■ DIRECTION
Copy out every line of the records below verbatim, omitting the pictures from your answer.

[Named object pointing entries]
========================================

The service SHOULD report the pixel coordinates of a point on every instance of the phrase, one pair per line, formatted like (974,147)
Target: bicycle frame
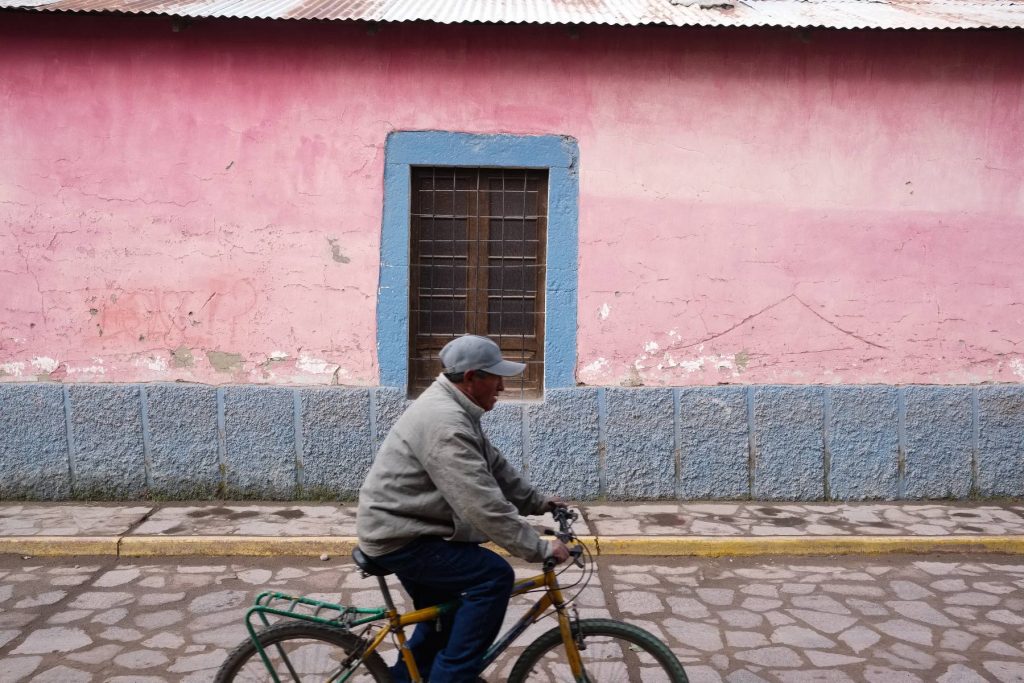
(349,617)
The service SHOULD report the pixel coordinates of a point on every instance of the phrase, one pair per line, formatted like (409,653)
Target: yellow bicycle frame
(552,598)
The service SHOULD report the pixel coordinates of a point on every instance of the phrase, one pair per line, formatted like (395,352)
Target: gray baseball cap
(473,352)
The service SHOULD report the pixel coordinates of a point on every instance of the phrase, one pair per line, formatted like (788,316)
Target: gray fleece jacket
(437,474)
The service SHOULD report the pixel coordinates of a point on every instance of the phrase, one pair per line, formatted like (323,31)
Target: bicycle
(341,645)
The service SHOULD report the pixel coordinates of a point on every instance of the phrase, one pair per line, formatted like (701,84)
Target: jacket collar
(474,411)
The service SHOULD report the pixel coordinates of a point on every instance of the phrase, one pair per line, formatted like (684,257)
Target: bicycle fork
(568,625)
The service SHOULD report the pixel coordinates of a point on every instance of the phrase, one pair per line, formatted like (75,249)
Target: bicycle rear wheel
(611,651)
(300,651)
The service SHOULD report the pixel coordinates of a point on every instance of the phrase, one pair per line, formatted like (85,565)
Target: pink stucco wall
(756,206)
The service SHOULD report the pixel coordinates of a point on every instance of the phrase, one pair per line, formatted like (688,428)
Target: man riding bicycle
(437,488)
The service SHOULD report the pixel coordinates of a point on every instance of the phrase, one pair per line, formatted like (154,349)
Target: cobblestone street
(880,620)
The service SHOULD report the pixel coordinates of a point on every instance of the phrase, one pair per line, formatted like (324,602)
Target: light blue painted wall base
(116,441)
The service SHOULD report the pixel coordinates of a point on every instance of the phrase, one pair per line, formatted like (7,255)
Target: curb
(59,546)
(674,546)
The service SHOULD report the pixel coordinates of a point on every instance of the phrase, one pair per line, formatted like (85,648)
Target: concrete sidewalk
(720,528)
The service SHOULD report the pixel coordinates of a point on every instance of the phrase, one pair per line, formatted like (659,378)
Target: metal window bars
(477,266)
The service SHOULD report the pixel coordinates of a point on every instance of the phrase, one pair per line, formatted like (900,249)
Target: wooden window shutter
(477,266)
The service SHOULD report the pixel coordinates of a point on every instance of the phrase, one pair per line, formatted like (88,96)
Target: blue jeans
(433,570)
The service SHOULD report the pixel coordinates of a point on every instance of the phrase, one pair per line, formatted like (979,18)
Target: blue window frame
(559,155)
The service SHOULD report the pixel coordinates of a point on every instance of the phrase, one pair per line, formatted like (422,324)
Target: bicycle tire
(609,646)
(324,649)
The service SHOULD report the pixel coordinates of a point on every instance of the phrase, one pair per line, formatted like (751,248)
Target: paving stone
(904,630)
(716,596)
(958,673)
(91,600)
(948,586)
(159,620)
(741,619)
(217,601)
(999,647)
(744,677)
(57,639)
(136,659)
(761,604)
(198,662)
(699,636)
(702,674)
(62,674)
(745,639)
(800,637)
(814,676)
(886,675)
(819,658)
(778,619)
(868,607)
(96,654)
(121,635)
(227,636)
(47,598)
(1005,616)
(771,656)
(117,578)
(973,598)
(821,603)
(638,602)
(1006,672)
(859,638)
(954,639)
(154,599)
(921,611)
(255,577)
(17,668)
(907,653)
(111,616)
(165,640)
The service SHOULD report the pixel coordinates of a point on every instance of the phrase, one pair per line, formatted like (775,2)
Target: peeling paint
(182,357)
(44,364)
(1017,366)
(223,361)
(156,364)
(336,251)
(594,369)
(86,370)
(15,369)
(314,366)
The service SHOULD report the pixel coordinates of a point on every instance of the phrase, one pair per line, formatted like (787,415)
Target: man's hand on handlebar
(553,504)
(559,551)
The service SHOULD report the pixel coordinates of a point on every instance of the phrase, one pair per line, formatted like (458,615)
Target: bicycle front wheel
(610,651)
(301,651)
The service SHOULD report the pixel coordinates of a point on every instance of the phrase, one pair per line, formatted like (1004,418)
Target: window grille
(477,266)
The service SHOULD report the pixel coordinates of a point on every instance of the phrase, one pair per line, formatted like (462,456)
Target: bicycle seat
(368,565)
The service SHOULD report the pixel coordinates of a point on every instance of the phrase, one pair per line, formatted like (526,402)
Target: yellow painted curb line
(226,546)
(52,546)
(811,545)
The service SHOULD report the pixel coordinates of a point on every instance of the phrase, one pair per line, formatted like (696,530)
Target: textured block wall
(766,442)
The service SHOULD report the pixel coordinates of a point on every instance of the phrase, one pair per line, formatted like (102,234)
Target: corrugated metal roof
(794,13)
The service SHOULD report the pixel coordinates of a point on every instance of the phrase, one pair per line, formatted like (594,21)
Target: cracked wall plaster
(797,238)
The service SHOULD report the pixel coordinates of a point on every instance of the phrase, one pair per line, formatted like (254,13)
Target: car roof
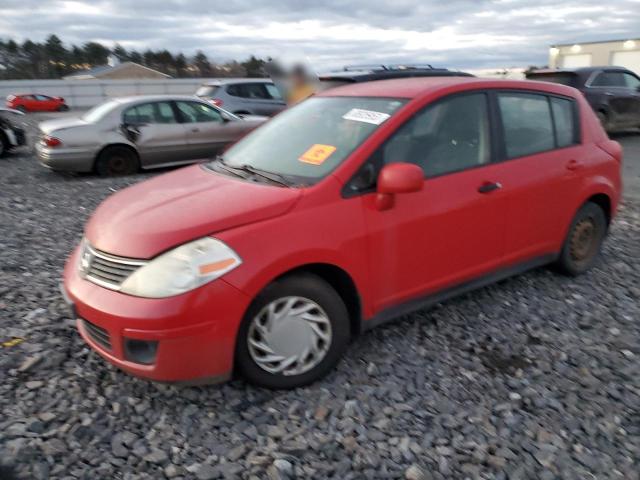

========================================

■ RESULT BELOW
The service SHOULD report the pixel coordinates of a point on every instance of the phrase, one pair per line, formatted like (974,147)
Target: bicycle frame
(349,617)
The service SHOULD report the pixel coordinates of a point on every instance of the phrase, one pair per line, formatted like (409,653)
Target: yellow bicycle frame
(552,598)
The service SHOULD report the pixel coordinates of a point on every instance of the phrase, one pair per line, formatted like (395,352)
Target: gray baseball cap
(473,352)
The service SHOULD report the pixel coordinates of a point on every instance of the phrase, one pair per line, formatted like (788,316)
Target: gray fleece jacket
(437,474)
The service SHOULD report the pixel coordinates of a point on every instance of the phrase, one pair per line, formatted like (323,31)
Target: bicycle
(341,645)
The service SHOULD report the pixel coordinates of a point on every instance of the phrase, one pair per line, formatted like (701,84)
Target: jacket collar
(474,411)
The service SHOULD report the pixel coordinates of a point on every instance of the phrase, one pair per line, formatted like (684,257)
Target: bicycle fork
(568,625)
The service SHOULD report the pixel coordinates of a point on every instance of the phrase, one pair per line, formatted like (75,249)
Target: bicycle rear wheel
(611,651)
(300,651)
The service SHOULD report the pixel coordinates of a point on every instance of the phrase, one pair per line, formatted like (85,565)
Target: pink stucco wall
(756,206)
The service SHOULD report the pixel coordinates of a point on every instance of the phrase, one pair per line, formatted like (688,428)
Target: man riding bicycle
(437,488)
The service SHOULD report the pixel coordinates of a point on every instance of the phrase, one pair per line, formatted like (154,349)
Target: cobblestone street
(880,620)
The service SHOULD report the pixel coordinates of a point on every instance of the phrase, one pair per line, formatted like (324,602)
Target: light blue painted wall base
(116,441)
The service SHOULD report the pixel coordinates of a point on every instance of the phrase, one pair per line, formatted like (7,255)
Target: curb
(59,546)
(674,546)
The service SHOULD report the pixel coordinates of a point on every instance of the phrase, one pair per line, formatted like (85,648)
Target: concrete sidewalk
(720,528)
The service SHOULD report the pixel coordinates of a point on every instance of the phrase, one pair per line, formatted like (659,378)
Target: metal window bars
(477,266)
The service SHOULD report the pixel coordinates of a point on every instance of the phrase, one pair per line, formatted like (900,249)
Target: wooden window shutter
(477,266)
The service SHOULD report the pixel coordinates of a point on every instance of the phrase, one pair per line, formatted like (88,96)
Target: blue jeans
(433,570)
The service SHOULD report the pixel coordinates of a point on every instance of the phrase, one pair per line, formatted like (979,18)
Target: blue window frame
(559,155)
The service SHOULD report the pixel coordinates of a point on every instance of the phrase, one pair per line, formatted like (422,324)
Target: bicycle tire
(609,646)
(324,649)
The service SHOULD report the pixel coordinates of a point on every instance of the phrase, one pair per line, formatted like (751,248)
Target: paving stone
(904,630)
(716,596)
(958,673)
(91,600)
(948,586)
(159,620)
(741,619)
(217,601)
(999,647)
(744,677)
(57,639)
(136,659)
(761,604)
(198,662)
(699,636)
(702,674)
(62,674)
(745,639)
(800,637)
(814,676)
(886,675)
(819,658)
(778,619)
(868,607)
(96,654)
(121,635)
(227,636)
(47,598)
(1005,616)
(771,656)
(117,578)
(973,598)
(821,603)
(638,602)
(1006,672)
(859,638)
(954,639)
(154,599)
(921,611)
(255,577)
(17,668)
(907,653)
(111,616)
(165,640)
The service SHOULD report the pixel coordinates of a point on every instance of the phrase, one pair per line, formatted like (775,2)
Target: peeling paint
(182,357)
(44,364)
(1017,366)
(223,361)
(156,364)
(336,251)
(594,369)
(86,370)
(15,369)
(314,366)
The service SHOULD report the pixel coordinates of a point on every instance of the phrase, one pair per line, formatted like (787,415)
Target: man's hand on handlebar
(553,504)
(559,551)
The service SHOULD report the pixel coordinates of a point on every instance of the phrase, one pair per line, formatted like (458,615)
Target: bicycle front wheel
(610,651)
(301,651)
The service SHOULD report the pixel coordinates of a point on every instance of the phrase, one pair per line, formatted like (1004,418)
Target: window grille
(477,266)
The service SHOULD report the pixel coordinates of a point on every instance of the phrase, one pair per line, formatted like (462,456)
Target: bicycle seat
(368,565)
The service SHOULD report the pixel coordinates of a point on every instance of the phrase, one pair per line, formatted like (526,402)
Target: yellow painted curb line
(226,546)
(52,546)
(811,545)
The service SHOULD report the pixel coordinates of a point on every instance of the phrase, one pair per line, formatted like (696,530)
Target: textured block wall
(766,442)
The service SHOULD report the pixel coordinates of a point on every instance of the phrase, one pair per line, formatted like (102,234)
Target: corrugated metal roof
(794,13)
The service SHOULD report the pixel coordinates of a point on every instance of the phrase, one pair per line, formatted like (594,21)
Target: cracked wall plaster
(797,238)
The service SHOULD report the pixel coordinates of a point on every instance of the phrase, one pair per line, formatted like (254,13)
Target: car roof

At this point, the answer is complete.